Exercise aim :: Filter the records below, keeping only the lines that contain the word "collar" and copying each one in full.

Entries ::
## start

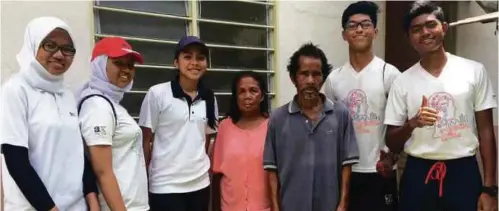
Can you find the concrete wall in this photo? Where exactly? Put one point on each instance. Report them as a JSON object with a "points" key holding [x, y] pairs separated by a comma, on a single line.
{"points": [[477, 41]]}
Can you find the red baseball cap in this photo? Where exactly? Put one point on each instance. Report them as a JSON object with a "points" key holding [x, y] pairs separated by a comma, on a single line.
{"points": [[115, 47]]}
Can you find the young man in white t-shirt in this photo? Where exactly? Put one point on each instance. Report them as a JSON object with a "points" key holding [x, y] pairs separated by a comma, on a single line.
{"points": [[363, 84], [440, 112]]}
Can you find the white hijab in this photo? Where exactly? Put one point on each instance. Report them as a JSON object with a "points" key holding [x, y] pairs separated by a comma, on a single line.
{"points": [[99, 83], [31, 70]]}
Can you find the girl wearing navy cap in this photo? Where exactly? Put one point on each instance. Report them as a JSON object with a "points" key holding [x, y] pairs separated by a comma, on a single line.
{"points": [[176, 119], [113, 137]]}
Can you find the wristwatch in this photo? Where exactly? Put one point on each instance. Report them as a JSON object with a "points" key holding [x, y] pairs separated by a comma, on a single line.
{"points": [[490, 190]]}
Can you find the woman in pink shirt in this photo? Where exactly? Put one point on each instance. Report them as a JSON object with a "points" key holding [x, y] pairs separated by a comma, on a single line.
{"points": [[239, 178]]}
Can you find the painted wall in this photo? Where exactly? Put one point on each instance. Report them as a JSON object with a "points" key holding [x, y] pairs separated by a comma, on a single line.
{"points": [[477, 41]]}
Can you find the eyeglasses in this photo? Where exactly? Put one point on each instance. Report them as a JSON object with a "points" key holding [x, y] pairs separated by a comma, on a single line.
{"points": [[52, 47], [418, 28], [352, 25]]}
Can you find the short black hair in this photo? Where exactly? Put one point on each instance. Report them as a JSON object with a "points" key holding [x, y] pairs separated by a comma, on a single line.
{"points": [[309, 50], [422, 7], [234, 112], [361, 7]]}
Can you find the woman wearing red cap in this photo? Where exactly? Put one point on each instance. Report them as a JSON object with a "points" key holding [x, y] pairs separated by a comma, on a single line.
{"points": [[113, 137], [180, 115]]}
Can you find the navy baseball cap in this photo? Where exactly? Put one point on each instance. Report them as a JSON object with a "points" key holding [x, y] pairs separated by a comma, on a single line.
{"points": [[190, 40]]}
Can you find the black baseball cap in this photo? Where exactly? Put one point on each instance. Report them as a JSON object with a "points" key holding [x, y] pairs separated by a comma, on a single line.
{"points": [[191, 40]]}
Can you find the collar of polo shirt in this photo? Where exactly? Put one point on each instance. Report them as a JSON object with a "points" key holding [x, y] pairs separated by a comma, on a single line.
{"points": [[295, 108], [203, 92]]}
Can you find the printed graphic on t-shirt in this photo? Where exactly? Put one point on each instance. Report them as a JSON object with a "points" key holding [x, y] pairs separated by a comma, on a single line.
{"points": [[363, 118], [450, 122]]}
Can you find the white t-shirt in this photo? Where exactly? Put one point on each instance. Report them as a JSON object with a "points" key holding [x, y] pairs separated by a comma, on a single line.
{"points": [[97, 124], [462, 89], [364, 93], [46, 124], [179, 163]]}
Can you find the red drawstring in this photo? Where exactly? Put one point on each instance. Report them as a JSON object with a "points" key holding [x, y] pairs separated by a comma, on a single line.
{"points": [[440, 170]]}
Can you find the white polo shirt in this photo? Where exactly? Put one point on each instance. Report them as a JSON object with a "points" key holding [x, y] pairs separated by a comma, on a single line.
{"points": [[46, 124], [462, 89], [364, 93], [98, 127], [179, 163]]}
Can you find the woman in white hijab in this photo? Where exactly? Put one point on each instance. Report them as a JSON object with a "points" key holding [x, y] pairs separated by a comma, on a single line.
{"points": [[44, 163], [113, 137]]}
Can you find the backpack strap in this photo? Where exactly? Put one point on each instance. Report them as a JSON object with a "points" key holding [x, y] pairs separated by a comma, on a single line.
{"points": [[105, 98], [85, 149], [384, 86]]}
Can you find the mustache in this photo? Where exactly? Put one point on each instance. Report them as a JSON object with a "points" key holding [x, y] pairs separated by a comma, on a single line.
{"points": [[425, 37], [310, 88]]}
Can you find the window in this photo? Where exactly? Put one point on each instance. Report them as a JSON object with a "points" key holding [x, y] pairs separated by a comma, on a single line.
{"points": [[239, 34]]}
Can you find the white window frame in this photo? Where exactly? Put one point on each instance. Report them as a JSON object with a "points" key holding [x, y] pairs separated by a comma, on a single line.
{"points": [[192, 18]]}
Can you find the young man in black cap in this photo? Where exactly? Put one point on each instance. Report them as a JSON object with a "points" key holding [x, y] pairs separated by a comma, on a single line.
{"points": [[177, 117]]}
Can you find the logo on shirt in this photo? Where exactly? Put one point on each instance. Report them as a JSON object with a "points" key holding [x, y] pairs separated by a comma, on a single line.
{"points": [[363, 118], [449, 122], [100, 130]]}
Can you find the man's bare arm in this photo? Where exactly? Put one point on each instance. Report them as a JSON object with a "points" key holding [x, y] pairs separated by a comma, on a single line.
{"points": [[486, 137], [346, 172], [396, 136]]}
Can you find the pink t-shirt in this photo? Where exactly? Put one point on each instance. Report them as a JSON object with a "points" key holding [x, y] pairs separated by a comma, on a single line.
{"points": [[238, 156]]}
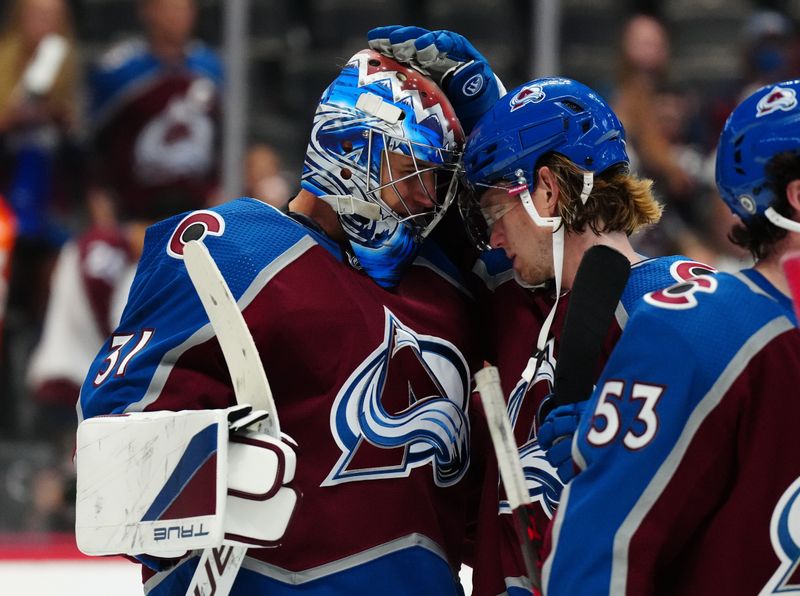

## end

Task output ::
Can you find the collar of polo shirt in this photo? Where exactly? Put one point on each instance. Report them as a JSON object with a "points" key holding [x, y] pairs separated by a comma, on a single line.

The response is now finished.